### Exercise goal
Nothing but the lines from the one with "Could you please point out the rocky" through the end of the listing below should appear in your reply, each copied exactly.

── Given data ──

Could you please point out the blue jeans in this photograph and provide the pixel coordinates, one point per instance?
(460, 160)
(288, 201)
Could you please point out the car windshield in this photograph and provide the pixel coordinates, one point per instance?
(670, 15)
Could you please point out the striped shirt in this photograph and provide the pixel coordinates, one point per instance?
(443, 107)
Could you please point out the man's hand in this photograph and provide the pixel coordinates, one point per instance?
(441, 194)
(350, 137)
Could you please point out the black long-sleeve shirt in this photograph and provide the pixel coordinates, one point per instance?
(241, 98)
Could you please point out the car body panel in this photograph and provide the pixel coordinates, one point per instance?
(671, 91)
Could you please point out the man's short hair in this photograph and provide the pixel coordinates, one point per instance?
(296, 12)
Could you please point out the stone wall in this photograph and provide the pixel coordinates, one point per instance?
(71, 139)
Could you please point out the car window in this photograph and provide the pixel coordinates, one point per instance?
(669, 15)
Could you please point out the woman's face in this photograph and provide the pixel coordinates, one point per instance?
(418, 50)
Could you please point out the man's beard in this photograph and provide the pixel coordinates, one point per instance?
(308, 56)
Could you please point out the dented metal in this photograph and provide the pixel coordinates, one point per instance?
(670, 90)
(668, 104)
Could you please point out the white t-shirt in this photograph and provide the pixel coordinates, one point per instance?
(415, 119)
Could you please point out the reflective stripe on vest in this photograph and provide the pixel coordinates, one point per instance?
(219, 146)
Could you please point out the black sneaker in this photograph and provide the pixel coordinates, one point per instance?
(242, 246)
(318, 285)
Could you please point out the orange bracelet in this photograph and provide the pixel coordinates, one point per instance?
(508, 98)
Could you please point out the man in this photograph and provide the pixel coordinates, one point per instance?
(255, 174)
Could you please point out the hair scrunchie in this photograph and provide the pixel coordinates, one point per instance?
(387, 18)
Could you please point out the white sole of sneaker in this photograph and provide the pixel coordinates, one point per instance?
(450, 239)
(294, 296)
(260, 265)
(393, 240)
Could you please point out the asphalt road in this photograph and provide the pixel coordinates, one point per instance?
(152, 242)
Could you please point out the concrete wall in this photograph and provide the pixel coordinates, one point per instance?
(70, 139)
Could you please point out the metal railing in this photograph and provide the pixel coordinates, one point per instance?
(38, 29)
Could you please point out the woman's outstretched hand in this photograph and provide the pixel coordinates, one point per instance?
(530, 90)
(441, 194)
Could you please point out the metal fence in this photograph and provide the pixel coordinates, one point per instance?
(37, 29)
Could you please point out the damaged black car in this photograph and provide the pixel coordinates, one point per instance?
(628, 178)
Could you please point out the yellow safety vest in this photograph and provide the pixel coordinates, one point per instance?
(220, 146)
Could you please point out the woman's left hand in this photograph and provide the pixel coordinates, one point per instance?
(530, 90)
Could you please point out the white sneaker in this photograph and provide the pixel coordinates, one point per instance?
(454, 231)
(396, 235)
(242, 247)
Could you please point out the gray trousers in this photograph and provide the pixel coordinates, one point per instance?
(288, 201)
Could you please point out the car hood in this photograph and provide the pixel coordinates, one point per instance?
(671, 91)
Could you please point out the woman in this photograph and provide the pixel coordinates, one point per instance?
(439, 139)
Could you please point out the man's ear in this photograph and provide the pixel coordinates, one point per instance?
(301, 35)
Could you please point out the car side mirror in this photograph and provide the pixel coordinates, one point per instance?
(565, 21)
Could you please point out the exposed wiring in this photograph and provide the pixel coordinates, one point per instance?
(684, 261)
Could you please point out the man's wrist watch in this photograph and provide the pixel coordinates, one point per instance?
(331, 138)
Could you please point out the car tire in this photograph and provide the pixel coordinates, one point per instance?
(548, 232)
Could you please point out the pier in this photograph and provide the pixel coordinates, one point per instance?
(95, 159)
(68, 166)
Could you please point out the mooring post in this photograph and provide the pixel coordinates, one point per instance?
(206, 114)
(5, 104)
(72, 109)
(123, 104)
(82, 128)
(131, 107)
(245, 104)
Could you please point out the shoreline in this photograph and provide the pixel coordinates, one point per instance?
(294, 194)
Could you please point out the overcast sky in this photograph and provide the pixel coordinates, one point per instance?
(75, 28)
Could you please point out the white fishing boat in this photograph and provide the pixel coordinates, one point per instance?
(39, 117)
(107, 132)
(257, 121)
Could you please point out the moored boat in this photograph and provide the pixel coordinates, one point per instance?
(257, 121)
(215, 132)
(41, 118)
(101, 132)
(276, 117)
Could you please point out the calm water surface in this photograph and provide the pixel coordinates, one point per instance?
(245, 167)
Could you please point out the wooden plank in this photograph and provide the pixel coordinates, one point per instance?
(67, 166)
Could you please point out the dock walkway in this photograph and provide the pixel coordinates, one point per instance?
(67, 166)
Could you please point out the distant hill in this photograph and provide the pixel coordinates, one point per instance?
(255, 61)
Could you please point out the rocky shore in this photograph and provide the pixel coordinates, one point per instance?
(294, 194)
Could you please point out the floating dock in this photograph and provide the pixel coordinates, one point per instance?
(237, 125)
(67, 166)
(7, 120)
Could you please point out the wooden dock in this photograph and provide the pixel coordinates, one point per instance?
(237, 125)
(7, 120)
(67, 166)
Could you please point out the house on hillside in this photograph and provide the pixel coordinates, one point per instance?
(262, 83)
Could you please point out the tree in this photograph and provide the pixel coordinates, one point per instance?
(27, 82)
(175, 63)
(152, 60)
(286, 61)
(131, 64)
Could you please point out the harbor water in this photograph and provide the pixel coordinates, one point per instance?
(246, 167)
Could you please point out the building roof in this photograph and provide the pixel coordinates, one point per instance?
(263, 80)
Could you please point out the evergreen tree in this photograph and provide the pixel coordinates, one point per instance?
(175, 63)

───

### Solution
Could you please point out the rocky shore in this photograph and provide the pixel coordinates, one point per instance?
(294, 194)
Could you please point out the floating dock in this photograph and provide the pixel coordinates, one point per instance?
(237, 125)
(67, 166)
(7, 120)
Could you please point out the wooden dock in this photograph and provide the pixel coordinates, one point per instance?
(237, 125)
(7, 120)
(67, 166)
Could you please point out the house on hillside in this photograph and provide the pixel coordinates, one point per instance?
(262, 83)
Could you please point out the tree in this photograph and provide the pixel coordinates, one point per instance?
(27, 82)
(175, 63)
(152, 60)
(286, 61)
(131, 64)
Could you please point out the harbor water in this photograph and provide the pixel coordinates, one point per instance?
(246, 167)
Could you please point out the building roof in this photograph and provide the pixel coordinates, one point per instance?
(263, 80)
Could you please point out the evergreen tree in this photograph and provide the pixel coordinates, one point per instance?
(175, 63)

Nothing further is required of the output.